┌─ QUOTED PASSAGE

Add selftests for the newly added bits iter.
- bits_iter_success
  - percpu data extracted from the percpu struct should be expected
  - RCU lock is not required
  - It is fine without calling bpf_iter_cpumask_next()
  - It can work as expected when invalid arguments are passed

- bits_iter_failure
  - bpf_iter_bits_destroy() is required after calling
    bpf_iter_bits_new()
  - bpf_iter_bits_destroy() can only destroy an initialized iter
  - bpf_iter_bits_next() must use an initialized iter

This test case can't work correctly on s390x for unknonw reason, thus it
is added to DENYLIST.s390x.

Signed-off-by: Yafang Shao <laoar.shao@gmail.com>
---
 tools/testing/selftests/bpf/DENYLIST.s390x    |   3 +-
 .../selftests/bpf/prog_tests/bits_iter.c      | 137 ++++++++++++++++++
 .../bpf/progs/test_bits_iter_failure.c        |  54 +++++++
 .../bpf/progs/test_bits_iter_success.c        | 122 ++++++++++++++++
 4 files changed, 315 insertions(+), 1 deletion(-)

└─

EXERCISE INSTRUCTIONS
1. Copy the patch description starting at "Signed-off-by: Yafang Shao" and ending at "insertions(+), 1 deletion(-)", substituting "added lines" for "insertions".
2. Answer these from the patch description:
(a) Which function is required after calling bpf_iter_bits_new()?
(b) To which file is the test case added because it can't work correctly on s390x?
(c) How many insertions does the patch make in total?
3. Rewrite the paragraph of the patch description that begins "Add selftests for the newly added bits iter" as a shorter list.
The items after the patch description come from an unrelated source.

┌─ DATASET EXCERPTS

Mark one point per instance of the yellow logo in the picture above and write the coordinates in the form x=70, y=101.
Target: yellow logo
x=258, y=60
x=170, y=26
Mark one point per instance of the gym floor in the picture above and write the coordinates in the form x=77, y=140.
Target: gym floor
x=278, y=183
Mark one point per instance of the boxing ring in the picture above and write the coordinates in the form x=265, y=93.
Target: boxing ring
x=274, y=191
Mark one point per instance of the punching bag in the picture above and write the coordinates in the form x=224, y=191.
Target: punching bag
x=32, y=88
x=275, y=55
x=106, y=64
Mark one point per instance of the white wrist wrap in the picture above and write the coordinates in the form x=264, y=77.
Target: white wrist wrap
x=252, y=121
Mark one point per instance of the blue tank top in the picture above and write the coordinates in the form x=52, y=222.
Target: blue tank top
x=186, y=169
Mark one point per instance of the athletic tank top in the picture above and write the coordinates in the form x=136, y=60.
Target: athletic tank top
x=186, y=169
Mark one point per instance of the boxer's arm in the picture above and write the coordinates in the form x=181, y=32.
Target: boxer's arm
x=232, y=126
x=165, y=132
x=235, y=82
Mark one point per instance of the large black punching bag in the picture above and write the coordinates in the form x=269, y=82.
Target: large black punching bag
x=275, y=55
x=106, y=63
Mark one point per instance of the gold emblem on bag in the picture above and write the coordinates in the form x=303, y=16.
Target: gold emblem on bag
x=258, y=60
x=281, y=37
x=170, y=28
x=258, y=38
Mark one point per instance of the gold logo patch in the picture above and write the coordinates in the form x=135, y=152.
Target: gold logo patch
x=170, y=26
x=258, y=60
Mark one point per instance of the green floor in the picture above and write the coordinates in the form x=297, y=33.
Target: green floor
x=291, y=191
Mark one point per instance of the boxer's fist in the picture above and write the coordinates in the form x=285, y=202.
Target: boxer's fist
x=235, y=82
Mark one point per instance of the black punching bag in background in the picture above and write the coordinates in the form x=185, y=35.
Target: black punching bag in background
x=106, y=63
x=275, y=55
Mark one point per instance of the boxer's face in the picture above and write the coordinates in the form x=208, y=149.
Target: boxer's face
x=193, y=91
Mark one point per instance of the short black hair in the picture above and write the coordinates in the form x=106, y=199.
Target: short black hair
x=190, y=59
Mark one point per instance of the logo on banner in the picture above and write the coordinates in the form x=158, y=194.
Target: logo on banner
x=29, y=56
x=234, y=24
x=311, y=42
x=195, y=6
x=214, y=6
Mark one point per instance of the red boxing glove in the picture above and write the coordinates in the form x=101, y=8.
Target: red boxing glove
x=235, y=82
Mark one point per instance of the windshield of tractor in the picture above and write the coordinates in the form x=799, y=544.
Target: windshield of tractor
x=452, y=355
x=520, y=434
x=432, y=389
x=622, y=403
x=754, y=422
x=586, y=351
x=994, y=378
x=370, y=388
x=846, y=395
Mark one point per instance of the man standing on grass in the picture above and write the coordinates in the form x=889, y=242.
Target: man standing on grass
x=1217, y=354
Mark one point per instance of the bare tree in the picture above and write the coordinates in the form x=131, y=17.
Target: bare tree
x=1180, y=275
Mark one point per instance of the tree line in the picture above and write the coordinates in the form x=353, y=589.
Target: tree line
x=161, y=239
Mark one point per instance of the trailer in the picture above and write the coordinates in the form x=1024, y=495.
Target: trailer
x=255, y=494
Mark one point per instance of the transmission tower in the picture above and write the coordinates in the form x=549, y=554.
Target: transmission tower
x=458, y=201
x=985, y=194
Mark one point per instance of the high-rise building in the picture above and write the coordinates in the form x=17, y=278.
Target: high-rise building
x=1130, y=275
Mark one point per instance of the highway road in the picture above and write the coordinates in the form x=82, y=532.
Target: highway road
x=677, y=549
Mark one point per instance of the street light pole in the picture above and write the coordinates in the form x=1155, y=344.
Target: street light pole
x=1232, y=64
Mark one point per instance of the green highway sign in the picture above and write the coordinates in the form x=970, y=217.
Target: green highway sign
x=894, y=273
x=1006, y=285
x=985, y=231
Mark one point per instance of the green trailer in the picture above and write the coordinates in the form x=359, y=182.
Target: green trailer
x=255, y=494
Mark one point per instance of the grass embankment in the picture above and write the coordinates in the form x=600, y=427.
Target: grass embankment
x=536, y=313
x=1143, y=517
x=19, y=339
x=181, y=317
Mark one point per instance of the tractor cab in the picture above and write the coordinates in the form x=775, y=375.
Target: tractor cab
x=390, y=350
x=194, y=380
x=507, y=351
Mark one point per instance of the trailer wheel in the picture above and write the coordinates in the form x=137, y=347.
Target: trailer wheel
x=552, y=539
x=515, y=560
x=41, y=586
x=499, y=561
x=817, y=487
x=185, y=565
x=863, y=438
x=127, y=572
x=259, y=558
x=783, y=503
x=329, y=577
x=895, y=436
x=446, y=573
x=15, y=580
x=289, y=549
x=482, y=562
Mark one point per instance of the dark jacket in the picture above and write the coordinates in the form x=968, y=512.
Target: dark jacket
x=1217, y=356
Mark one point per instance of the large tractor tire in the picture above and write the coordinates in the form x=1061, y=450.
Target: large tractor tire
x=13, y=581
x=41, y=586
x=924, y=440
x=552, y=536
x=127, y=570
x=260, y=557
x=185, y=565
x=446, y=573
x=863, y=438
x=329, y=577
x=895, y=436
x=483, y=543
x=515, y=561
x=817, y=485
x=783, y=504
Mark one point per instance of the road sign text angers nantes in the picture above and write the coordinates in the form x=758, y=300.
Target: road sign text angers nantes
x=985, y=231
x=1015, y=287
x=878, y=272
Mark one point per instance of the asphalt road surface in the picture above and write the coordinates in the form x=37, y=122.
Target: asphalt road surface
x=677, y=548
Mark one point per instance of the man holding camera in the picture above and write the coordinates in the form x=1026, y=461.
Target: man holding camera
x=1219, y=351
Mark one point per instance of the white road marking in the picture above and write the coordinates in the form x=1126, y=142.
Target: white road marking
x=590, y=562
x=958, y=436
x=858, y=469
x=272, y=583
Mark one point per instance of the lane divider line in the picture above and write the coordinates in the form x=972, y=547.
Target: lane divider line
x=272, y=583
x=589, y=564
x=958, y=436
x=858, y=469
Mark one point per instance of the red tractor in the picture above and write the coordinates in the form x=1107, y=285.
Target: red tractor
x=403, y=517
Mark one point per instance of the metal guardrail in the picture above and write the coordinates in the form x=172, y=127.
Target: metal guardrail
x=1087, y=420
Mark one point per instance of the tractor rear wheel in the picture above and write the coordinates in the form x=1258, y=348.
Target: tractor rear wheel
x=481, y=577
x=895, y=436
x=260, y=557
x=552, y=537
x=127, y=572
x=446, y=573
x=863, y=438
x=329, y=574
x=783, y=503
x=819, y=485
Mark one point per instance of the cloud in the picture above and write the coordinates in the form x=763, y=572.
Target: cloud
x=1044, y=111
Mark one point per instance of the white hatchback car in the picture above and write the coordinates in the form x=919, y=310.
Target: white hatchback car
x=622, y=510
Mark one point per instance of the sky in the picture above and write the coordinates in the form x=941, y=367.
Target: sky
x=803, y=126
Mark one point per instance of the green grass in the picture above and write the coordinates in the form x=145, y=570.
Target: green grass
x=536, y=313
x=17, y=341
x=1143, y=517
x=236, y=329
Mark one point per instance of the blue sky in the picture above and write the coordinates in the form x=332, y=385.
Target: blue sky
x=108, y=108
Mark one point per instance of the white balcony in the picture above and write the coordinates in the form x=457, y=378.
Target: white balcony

└─

SOLUTIONS IN ORDER
1.
Signed-off-by: Yafang Shao <laoar.shao@gmail.com>
---
 tools/testing/selftests/bpf/DENYLIST.s390x    |   3 +-
 .../selftests/bpf/prog_tests/bits_iter.c      | 137 ++++++++++++++++++
 .../bpf/progs/test_bits_iter_failure.c        |  54 +++++++
 .../bpf/progs/test_bits_iter_success.c        | 122 ++++++++++++++++
 4 files changed, 315 added lines(+), 1 deletion(-)

2.
(a) bpf_iter_bits_destroy()
(b) DENYLIST.s390x
(c) 315

3.
New selftests for the bits iter, success cases:
- Percpu data extracted from the percpu struct is as expected
- No RCU lock is required
- Works without calling bpf_iter_cpumask_next()
- Works as expected with invalid arguments